● Task details: Below are records; reproduce exactly the lines from the one containing "yellow in the photo above." through the end, both included, and only those.

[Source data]

+ + +

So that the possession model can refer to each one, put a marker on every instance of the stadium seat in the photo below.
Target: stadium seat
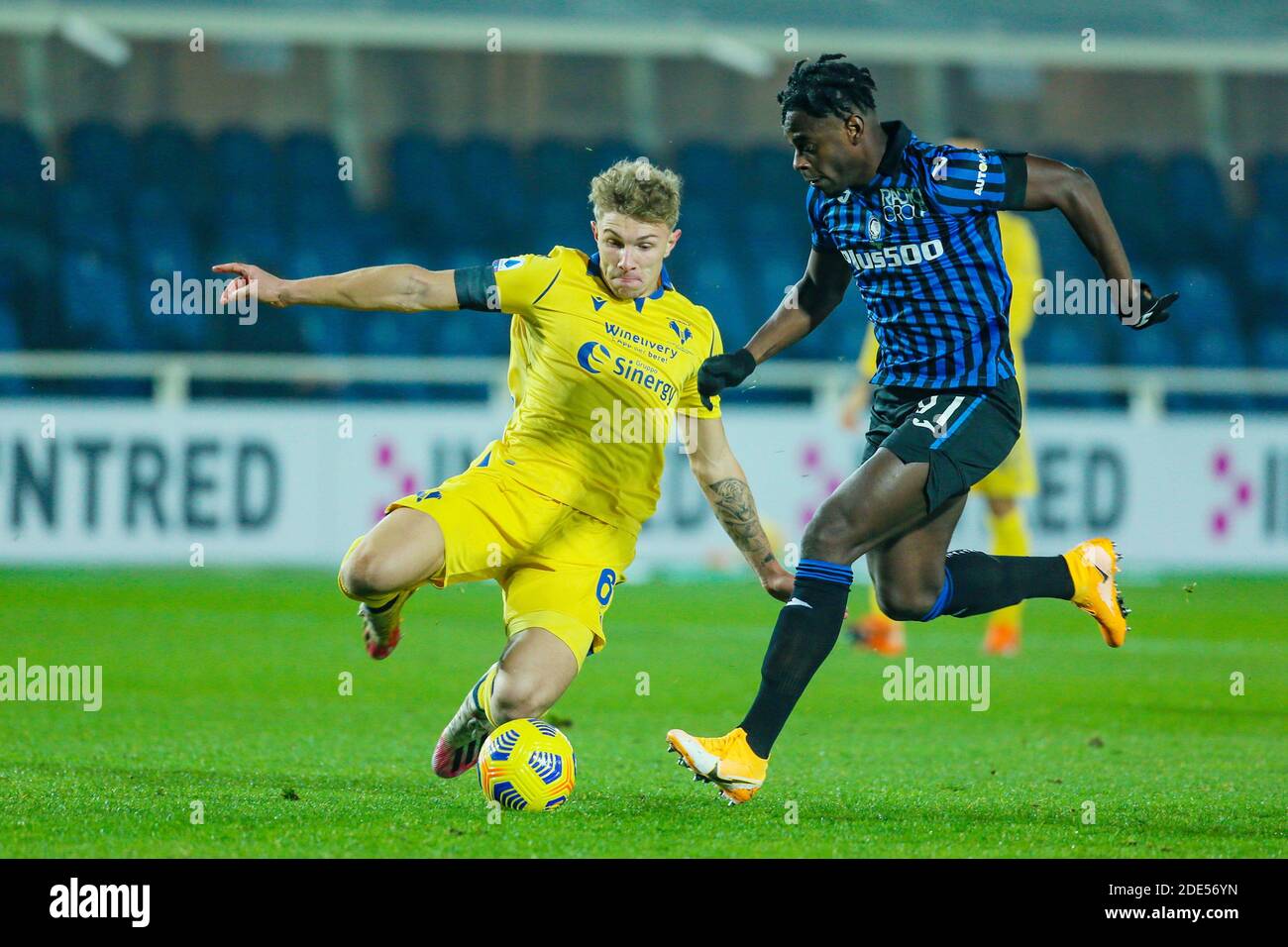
(1271, 347)
(11, 341)
(102, 157)
(1205, 295)
(1263, 239)
(24, 196)
(167, 158)
(1128, 180)
(85, 218)
(1196, 208)
(97, 307)
(1270, 174)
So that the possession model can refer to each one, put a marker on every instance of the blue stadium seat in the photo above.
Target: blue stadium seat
(1151, 347)
(1270, 174)
(1057, 339)
(24, 196)
(1196, 208)
(11, 341)
(1271, 347)
(27, 258)
(101, 155)
(1263, 239)
(555, 167)
(313, 195)
(1132, 191)
(1218, 348)
(86, 219)
(767, 172)
(1206, 296)
(97, 307)
(244, 163)
(167, 158)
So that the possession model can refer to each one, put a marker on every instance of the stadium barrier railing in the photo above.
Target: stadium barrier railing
(171, 375)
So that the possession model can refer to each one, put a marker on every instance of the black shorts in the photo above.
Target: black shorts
(961, 432)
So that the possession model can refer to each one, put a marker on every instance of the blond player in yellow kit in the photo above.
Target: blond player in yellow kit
(1017, 476)
(604, 355)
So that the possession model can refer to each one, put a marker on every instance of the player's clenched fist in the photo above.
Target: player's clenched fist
(250, 282)
(724, 371)
(1147, 309)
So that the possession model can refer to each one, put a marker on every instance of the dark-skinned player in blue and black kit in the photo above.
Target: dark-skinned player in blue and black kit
(914, 226)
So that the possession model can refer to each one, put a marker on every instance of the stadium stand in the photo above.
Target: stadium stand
(130, 209)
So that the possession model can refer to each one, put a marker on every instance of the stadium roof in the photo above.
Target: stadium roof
(1177, 35)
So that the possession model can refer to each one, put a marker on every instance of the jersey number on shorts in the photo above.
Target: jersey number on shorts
(939, 423)
(604, 590)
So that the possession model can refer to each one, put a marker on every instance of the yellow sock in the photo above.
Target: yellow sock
(874, 608)
(1010, 538)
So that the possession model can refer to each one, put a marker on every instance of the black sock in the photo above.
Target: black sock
(978, 582)
(803, 637)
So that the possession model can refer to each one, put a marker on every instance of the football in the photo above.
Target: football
(527, 764)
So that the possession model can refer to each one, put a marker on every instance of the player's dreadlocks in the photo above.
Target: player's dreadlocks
(829, 85)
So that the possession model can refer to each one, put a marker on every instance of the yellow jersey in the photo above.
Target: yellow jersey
(596, 382)
(1022, 264)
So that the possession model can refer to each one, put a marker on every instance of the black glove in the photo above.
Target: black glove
(724, 371)
(1153, 311)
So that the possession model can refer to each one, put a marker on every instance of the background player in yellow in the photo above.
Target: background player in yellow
(1012, 482)
(604, 355)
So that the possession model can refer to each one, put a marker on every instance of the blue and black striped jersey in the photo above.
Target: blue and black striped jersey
(922, 241)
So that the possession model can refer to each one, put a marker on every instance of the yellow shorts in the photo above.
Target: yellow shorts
(557, 566)
(1017, 476)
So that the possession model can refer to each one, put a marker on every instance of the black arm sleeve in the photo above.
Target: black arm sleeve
(476, 289)
(1017, 179)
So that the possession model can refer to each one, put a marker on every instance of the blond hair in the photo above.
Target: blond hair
(639, 189)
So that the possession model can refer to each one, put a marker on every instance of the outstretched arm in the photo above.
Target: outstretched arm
(1056, 184)
(400, 287)
(806, 304)
(725, 487)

+ + +

● Answer to the exercise:
So that the possession model can refer to each one, put a marker on every instance of the background player in yellow in the photo above.
Target: background player in yellow
(1012, 482)
(604, 355)
So that the possession model can refer to each one, put a marker on every instance of the blue and black striped jersey in the photo above.
Target: blue and black striped jersey
(922, 241)
So that the possession model can refer to each one, put a marker on every instance of the yellow shorts in the photo above.
Target: yellow shorts
(557, 566)
(1017, 476)
So that the possession model can refer to each one, put a marker on every instance of the black arm sleeve in the photo above.
Target: black arm sleeve
(476, 289)
(1017, 179)
So that the possession model can refer to each one, put a marker on every instance of the blond hair in the photo above.
Target: blond hair
(639, 189)
So that the possession model can refer to each one, put a marker on every instance of the outstretched arm in the photo above.
Target: outstretched arm
(1056, 184)
(400, 287)
(806, 304)
(725, 487)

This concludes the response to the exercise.